Input material
—————

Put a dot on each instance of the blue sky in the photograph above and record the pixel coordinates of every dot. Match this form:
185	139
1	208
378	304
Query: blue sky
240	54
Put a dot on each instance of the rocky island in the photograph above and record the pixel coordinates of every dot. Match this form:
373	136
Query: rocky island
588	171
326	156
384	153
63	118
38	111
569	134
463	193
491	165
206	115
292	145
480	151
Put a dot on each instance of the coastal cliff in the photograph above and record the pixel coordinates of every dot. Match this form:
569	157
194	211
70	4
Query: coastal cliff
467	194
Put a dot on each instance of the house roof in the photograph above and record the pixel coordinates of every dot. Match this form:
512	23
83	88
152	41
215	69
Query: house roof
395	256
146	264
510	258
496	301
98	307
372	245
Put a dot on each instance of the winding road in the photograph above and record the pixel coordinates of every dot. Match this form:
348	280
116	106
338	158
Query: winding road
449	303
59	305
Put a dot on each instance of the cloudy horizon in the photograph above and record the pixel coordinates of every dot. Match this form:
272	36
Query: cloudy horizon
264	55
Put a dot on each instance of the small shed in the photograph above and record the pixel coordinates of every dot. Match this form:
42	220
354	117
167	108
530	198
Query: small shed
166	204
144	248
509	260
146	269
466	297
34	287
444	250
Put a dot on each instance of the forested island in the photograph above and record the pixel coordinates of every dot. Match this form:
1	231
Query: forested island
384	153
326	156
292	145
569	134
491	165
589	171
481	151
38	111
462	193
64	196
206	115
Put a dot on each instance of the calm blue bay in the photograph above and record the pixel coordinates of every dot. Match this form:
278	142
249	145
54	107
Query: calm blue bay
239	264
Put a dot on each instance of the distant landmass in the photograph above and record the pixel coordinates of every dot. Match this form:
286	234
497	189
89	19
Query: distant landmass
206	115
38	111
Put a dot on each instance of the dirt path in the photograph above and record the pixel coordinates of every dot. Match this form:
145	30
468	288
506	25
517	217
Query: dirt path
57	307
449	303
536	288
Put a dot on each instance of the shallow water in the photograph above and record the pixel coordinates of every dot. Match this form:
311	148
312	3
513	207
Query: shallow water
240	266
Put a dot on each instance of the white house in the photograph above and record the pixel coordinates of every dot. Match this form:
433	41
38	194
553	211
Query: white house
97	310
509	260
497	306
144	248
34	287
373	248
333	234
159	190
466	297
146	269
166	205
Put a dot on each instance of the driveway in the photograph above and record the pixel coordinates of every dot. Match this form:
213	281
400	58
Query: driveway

—————

Task requirements
Copy every line from the one holding "Put a dot on each instance of the forested" through the end of the material, inclusive, multiplying each answer coordinate by 1.35 and rounding to the nearest whole number, with halves rounded up. Keep all other lines, including the sample numbers under "Match this form:", unchanged.

Response below
Put a dot on each instance of the forested island in the photograph above and record the pixel coordinates of every dot. Match this form:
1	231
Query: forested island
518	207
440	211
394	196
768	181
663	223
795	231
649	204
51	150
624	261
86	265
278	155
Put a dot on each instance of the calm blue bay in the photograph above and record the pixel coordinates of every dot. Match this form:
278	142
249	145
54	107
Query: calm blue bay
323	356
Put a dot on each instance of the distant landmass in the photograph above and record the pixel coordinates of every dot. Match this form:
286	234
497	189
89	19
Query: distant landmass
278	155
51	150
Put a dot on each instance of the dirt path in the photograph above and record the pixel coordinates of every dot. Match this form:
145	30
468	288
506	25
517	217
Query: dirt path
77	414
606	409
724	389
Put a dot on each instance of the shallow water in the photograph above and record the pixel coordinates of every dot. Match this form:
311	148
312	3
513	207
Query: shallow water
324	359
Put a dot on each instance of the white house in the photograph above and record the pixel coordinates of every dot. Match this form:
433	41
38	194
553	211
Query: white house
131	419
687	351
671	413
194	335
46	387
504	335
450	316
215	257
629	401
197	363
224	277
Put a dot on each instance of the driveway in the photograph above and record the pixel coordinates of every dot. Match this form:
213	281
400	58
Query: driveway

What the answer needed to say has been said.